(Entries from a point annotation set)

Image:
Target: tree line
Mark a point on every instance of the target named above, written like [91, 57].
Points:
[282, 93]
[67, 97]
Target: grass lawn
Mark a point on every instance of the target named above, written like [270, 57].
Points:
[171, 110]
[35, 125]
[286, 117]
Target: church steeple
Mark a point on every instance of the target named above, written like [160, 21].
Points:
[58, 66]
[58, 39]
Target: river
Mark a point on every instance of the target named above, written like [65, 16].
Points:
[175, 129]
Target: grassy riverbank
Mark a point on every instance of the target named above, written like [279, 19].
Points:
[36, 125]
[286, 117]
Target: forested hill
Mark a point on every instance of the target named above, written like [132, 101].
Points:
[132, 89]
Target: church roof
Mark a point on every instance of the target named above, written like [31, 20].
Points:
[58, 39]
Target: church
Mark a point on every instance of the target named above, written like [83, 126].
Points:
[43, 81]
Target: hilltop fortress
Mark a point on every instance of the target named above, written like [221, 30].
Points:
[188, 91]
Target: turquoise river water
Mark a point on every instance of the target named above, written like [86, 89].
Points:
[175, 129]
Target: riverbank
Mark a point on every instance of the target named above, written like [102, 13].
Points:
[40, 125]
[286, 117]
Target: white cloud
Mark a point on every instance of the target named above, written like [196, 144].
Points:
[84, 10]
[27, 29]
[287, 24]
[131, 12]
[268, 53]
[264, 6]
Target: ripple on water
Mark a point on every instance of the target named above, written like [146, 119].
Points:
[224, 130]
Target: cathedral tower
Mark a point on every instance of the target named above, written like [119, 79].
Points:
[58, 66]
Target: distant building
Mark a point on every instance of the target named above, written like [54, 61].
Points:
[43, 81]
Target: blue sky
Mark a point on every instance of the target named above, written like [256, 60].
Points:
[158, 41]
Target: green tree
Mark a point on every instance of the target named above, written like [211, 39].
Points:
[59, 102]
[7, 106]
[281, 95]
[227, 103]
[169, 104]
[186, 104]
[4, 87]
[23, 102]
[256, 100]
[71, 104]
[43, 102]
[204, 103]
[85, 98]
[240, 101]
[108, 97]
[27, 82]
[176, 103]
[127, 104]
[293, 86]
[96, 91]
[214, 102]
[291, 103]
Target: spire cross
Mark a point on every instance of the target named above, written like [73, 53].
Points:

• [Short exercise] Copy all of the items above word for word, keeping every line in its original order.

• [Output]
Image:
Target: tree line
Mark a point on every instance of the target named above, written like [91, 57].
Points:
[282, 93]
[67, 97]
Target: grass lawn
Mark a point on every instance of the target named above, written like [270, 57].
Points:
[171, 110]
[35, 125]
[286, 117]
Target: church steeple
Mark a point on every instance of the target named above, written like [160, 21].
Points:
[58, 66]
[58, 39]
Target: river
Mark a point on every instance of the target named above, written like [65, 16].
Points:
[175, 129]
Target: grassy riverbank
Mark a point on every instance of the target named above, written like [279, 19].
Points:
[36, 125]
[286, 117]
Target: forested hill
Mark a point on every instance of the target named above, written like [132, 101].
Points:
[132, 89]
Target: church roof
Mark a point on every instance of the target named above, written like [31, 20].
Points:
[58, 39]
Target: church
Mark a point on every instance of the target named above, written like [83, 126].
Points:
[43, 81]
Target: hilltop fortress
Mark a point on every instance of the target named above, written like [221, 30].
Points:
[188, 91]
Target: turquoise river water
Mark a point on every instance of the target named above, written like [86, 89].
Points:
[175, 129]
Target: riverbank
Mark a point on every instance of the target named above, written like [102, 13].
Points:
[40, 125]
[286, 117]
Target: white cloud
Mark a point on every instance of the target named above, written like [196, 144].
Points:
[84, 10]
[27, 29]
[287, 24]
[131, 12]
[268, 53]
[264, 6]
Target: ripple on water
Mark a point on every instance of the target named above, written like [146, 119].
Points:
[224, 130]
Target: cathedral tower
Mark a point on every instance of the target named above, written like [119, 79].
Points:
[58, 66]
Target: distant building
Mark a point on every instance of the target named above, written like [54, 61].
Points:
[43, 81]
Target: blue sky
Mark a point on every instance of the target named above, written like [256, 60].
Points:
[158, 41]
Target: green tree
Mark a point on every instance of the target named above, written like [211, 39].
Points:
[59, 102]
[7, 106]
[281, 95]
[227, 103]
[169, 104]
[186, 104]
[4, 87]
[23, 102]
[256, 100]
[71, 104]
[43, 102]
[204, 103]
[85, 98]
[240, 101]
[108, 97]
[27, 82]
[176, 103]
[127, 104]
[293, 86]
[96, 91]
[214, 102]
[291, 103]
Target: spire cross
Mark a point on every instance of the target named above, written like [73, 53].
Points:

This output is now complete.